======== Input for this task ========

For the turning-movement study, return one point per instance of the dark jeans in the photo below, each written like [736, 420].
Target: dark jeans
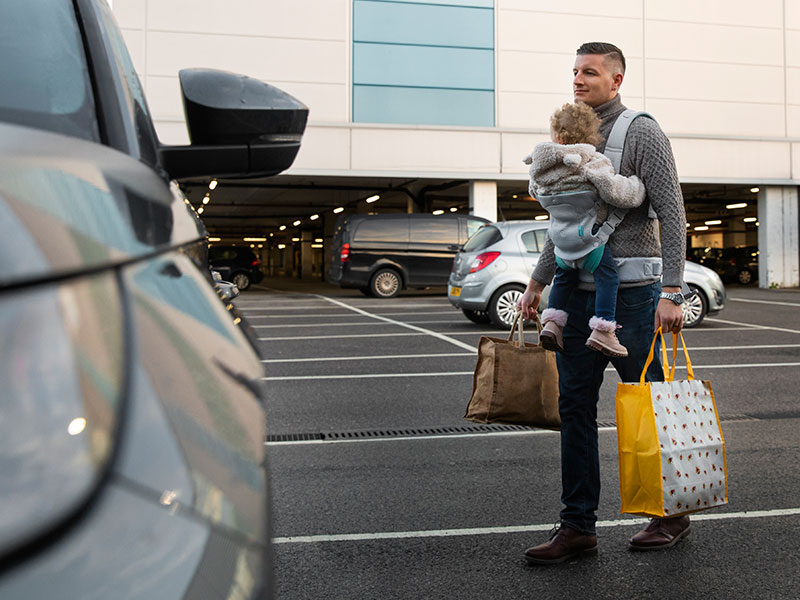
[580, 373]
[606, 282]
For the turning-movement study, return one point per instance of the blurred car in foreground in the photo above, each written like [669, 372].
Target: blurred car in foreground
[133, 428]
[492, 269]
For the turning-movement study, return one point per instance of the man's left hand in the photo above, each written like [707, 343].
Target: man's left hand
[669, 316]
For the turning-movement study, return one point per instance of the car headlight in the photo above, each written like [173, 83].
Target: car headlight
[62, 370]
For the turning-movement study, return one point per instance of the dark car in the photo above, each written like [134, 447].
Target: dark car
[383, 254]
[236, 264]
[133, 428]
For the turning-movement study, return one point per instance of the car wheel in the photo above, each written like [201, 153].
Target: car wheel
[503, 305]
[695, 308]
[745, 276]
[241, 280]
[386, 283]
[477, 316]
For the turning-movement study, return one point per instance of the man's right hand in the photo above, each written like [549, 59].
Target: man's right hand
[529, 301]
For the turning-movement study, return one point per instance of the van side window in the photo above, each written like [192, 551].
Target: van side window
[379, 230]
[434, 231]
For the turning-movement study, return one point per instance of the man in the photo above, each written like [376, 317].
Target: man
[642, 304]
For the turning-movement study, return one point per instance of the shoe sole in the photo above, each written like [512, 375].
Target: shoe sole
[669, 544]
[549, 342]
[555, 561]
[604, 349]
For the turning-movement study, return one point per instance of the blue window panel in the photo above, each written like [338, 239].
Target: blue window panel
[472, 3]
[423, 66]
[419, 106]
[392, 22]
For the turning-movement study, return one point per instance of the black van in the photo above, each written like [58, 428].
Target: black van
[383, 254]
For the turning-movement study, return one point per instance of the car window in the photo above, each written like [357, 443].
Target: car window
[382, 230]
[45, 75]
[434, 231]
[483, 238]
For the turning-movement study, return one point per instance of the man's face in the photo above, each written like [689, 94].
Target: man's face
[593, 82]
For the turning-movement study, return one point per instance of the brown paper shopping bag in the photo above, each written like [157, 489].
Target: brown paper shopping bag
[515, 382]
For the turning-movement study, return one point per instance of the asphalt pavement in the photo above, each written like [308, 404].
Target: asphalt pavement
[380, 489]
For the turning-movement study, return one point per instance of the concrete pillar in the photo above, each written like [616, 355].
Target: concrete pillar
[483, 199]
[778, 244]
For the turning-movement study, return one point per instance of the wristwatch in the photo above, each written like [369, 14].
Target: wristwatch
[676, 297]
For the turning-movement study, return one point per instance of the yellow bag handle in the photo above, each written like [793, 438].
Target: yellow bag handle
[669, 370]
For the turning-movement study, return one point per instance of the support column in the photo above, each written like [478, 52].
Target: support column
[778, 245]
[483, 199]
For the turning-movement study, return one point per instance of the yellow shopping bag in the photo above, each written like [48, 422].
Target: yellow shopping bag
[671, 448]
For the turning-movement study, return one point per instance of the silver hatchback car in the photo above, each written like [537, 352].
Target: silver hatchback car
[491, 270]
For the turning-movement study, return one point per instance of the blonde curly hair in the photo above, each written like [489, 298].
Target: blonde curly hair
[576, 124]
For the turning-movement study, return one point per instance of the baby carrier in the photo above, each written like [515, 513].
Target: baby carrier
[579, 242]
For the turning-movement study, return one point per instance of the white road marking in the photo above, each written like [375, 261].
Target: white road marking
[435, 334]
[454, 373]
[751, 326]
[428, 533]
[386, 356]
[764, 302]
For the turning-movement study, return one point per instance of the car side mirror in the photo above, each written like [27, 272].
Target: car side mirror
[238, 127]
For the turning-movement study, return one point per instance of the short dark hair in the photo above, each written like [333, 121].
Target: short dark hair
[610, 51]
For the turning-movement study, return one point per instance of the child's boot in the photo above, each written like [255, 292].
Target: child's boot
[553, 321]
[604, 337]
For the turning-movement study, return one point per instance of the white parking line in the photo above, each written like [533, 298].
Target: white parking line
[764, 302]
[428, 533]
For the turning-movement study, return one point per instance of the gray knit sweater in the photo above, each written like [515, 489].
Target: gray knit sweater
[648, 155]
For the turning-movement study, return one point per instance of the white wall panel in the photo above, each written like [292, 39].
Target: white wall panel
[764, 13]
[718, 118]
[617, 8]
[559, 33]
[421, 150]
[692, 81]
[310, 19]
[746, 45]
[264, 58]
[731, 159]
[130, 14]
[324, 148]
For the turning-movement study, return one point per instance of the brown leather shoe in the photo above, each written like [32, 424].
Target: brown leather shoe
[661, 533]
[565, 543]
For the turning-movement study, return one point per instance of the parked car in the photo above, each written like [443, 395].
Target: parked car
[236, 264]
[384, 254]
[491, 271]
[133, 427]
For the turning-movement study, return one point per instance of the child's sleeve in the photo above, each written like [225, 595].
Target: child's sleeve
[615, 189]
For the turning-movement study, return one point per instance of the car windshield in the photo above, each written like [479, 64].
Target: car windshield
[44, 72]
[483, 238]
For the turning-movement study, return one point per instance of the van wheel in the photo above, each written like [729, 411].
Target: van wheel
[386, 283]
[503, 305]
[476, 316]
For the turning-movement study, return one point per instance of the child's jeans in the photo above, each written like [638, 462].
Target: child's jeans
[606, 283]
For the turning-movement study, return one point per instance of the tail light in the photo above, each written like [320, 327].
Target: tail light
[482, 261]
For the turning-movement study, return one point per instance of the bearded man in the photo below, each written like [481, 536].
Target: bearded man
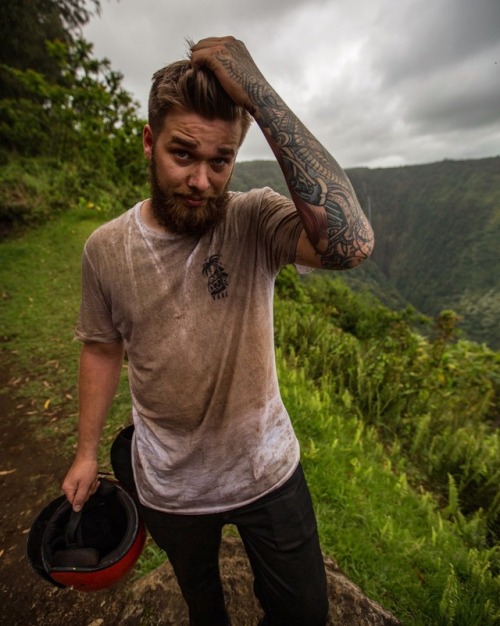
[183, 282]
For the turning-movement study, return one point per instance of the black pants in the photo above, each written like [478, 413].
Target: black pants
[280, 537]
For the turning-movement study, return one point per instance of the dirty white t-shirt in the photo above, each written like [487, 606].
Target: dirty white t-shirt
[211, 431]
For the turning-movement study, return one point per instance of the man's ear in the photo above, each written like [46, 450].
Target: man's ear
[147, 141]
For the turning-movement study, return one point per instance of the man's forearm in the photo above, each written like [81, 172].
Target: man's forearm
[338, 232]
[323, 195]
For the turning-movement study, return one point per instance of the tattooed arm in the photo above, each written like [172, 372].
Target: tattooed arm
[336, 233]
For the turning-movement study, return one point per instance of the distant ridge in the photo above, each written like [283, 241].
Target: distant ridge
[437, 230]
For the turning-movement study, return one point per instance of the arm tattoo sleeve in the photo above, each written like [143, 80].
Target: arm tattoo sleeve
[333, 220]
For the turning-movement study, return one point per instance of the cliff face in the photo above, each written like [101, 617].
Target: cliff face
[156, 599]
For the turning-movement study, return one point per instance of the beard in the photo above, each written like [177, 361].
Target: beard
[171, 213]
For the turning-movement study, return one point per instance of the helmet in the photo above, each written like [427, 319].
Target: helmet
[92, 549]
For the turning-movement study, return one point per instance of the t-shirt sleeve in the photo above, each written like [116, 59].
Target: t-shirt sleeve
[95, 321]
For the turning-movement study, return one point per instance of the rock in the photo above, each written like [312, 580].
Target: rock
[156, 598]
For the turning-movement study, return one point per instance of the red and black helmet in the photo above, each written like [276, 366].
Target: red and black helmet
[90, 550]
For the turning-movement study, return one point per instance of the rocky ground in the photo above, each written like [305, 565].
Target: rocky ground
[30, 475]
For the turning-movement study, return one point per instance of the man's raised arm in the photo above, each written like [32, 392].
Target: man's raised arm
[337, 234]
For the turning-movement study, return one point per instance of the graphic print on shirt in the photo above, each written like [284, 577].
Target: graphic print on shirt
[218, 278]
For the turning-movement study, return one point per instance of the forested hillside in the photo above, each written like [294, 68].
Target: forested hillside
[397, 415]
[437, 230]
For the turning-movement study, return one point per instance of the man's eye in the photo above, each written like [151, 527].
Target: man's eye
[219, 162]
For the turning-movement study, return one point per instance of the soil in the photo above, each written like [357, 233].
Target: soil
[31, 472]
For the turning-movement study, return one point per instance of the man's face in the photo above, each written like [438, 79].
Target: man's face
[192, 160]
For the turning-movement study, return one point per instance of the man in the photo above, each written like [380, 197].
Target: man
[183, 283]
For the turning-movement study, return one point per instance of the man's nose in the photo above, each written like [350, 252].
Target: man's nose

========

The word "nose" appears in some of the lines above. Copy those lines.

For the turning-movement study, return one point per instance of the man's nose in the photo above, each written like [350, 252].
Target: man's nose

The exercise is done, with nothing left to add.